*Passage to read*:
☆ ☆ ☆ ☆ ☆
Characterizing quantile-varying covariate effects under the accelerated failure time model

TL;DR

This paper introduces a flexible framework for modeling covariate effects that vary across quantiles in the AFT survival analysis model, allowing for more nuanced understanding of covariate impacts on survival times.

Contribution

It develops a novel quantile-varying AFT model with a Bayesian estimation approach, enabling detailed analysis of covariate effects across the entire survival distribution.

Findings

The proposed model captures effects that differ across quantiles.

Simulation studies demonstrate accurate estimation of quantile-varying effects.

Application to Alzheimer's data reveals nuanced covariate impacts.

Abstract

An important task in survival analysis is choosing a structure for the relationship between covariates of interest and the time-to-event outcome. For example, the accelerated failure time (AFT) model structures each covariate effect as a constant multiplicative shift in the outcome distribution across all survival quantiles. Though parsimonious, this structure cannot detect or capture effects that differ across quantiles of the distribution, a limitation that is analogous to only permitting proportional hazards in the Cox model. To address this, we propose a general framework for quantile-varying multiplicative effects under the AFT model. Specifically, we embed flexible regression structures within the AFT model, and derive a novel formula for interpretable effects on the quantile scale. A regression standardization scheme based on the g-formula is proposed to enable estimation of both covariate-conditional and marginal effects for an exposure of interest. We implement a user-friendly Bayesian approach for estimation and quantification of uncertainty, while accounting for left truncation and complex censoring. We emphasize the intuitive interpretation of this model through numerical and graphical tools, and illustrate its performance through simulation and application to a study of Alzheimer's disease and dementia.
☆ ☆ ☆ ☆ ☆
*Data extracts*:
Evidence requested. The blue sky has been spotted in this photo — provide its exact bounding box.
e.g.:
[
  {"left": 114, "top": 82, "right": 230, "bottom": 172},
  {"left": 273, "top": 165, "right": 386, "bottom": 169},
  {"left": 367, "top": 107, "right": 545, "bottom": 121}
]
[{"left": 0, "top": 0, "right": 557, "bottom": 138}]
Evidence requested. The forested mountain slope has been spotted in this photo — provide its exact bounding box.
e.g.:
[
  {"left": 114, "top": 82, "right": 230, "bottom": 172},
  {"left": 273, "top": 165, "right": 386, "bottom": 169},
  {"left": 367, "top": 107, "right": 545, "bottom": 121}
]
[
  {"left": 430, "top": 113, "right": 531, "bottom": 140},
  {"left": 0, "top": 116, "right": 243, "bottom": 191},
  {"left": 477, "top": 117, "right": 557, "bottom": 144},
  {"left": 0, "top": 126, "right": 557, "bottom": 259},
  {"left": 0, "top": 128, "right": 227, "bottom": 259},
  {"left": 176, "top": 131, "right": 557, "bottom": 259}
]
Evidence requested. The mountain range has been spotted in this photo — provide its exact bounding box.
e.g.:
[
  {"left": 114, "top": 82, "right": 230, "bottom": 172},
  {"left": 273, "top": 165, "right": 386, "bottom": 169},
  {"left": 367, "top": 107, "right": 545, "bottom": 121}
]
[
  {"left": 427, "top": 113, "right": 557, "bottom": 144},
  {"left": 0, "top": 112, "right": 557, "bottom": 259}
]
☆ ☆ ☆ ☆ ☆
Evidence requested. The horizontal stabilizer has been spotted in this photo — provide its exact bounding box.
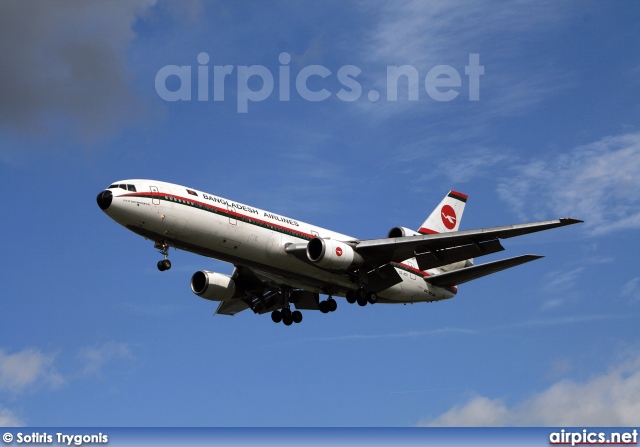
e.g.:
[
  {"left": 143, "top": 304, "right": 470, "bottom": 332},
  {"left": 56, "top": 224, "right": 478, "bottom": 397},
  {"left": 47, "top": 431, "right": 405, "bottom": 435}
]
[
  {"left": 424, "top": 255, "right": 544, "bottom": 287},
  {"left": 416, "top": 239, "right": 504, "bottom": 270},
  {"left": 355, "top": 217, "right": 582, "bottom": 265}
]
☆ ☆ ☆ ☆ ☆
*Activity*:
In the text on quantile-varying effects in the accelerated failure time model, translate this sentence into Spanish: "Simulation studies demonstrate accurate estimation of quantile-varying effects."

*Result of the task*:
Los estudios de simulación demuestran una estimación precisa de los efectos que varían según el cuantil.